Work instruction -> Give back each line of the data exactly.

Records excerpted from a collection:
Content starts

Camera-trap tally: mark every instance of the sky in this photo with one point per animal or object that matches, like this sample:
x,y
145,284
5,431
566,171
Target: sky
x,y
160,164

Content ends

Exercise response ->
Camera-trap tally: mark every instance of the sky in this photo with one point per animal or object that matches, like this sample:
x,y
145,284
5,431
566,171
Target: sky
x,y
160,164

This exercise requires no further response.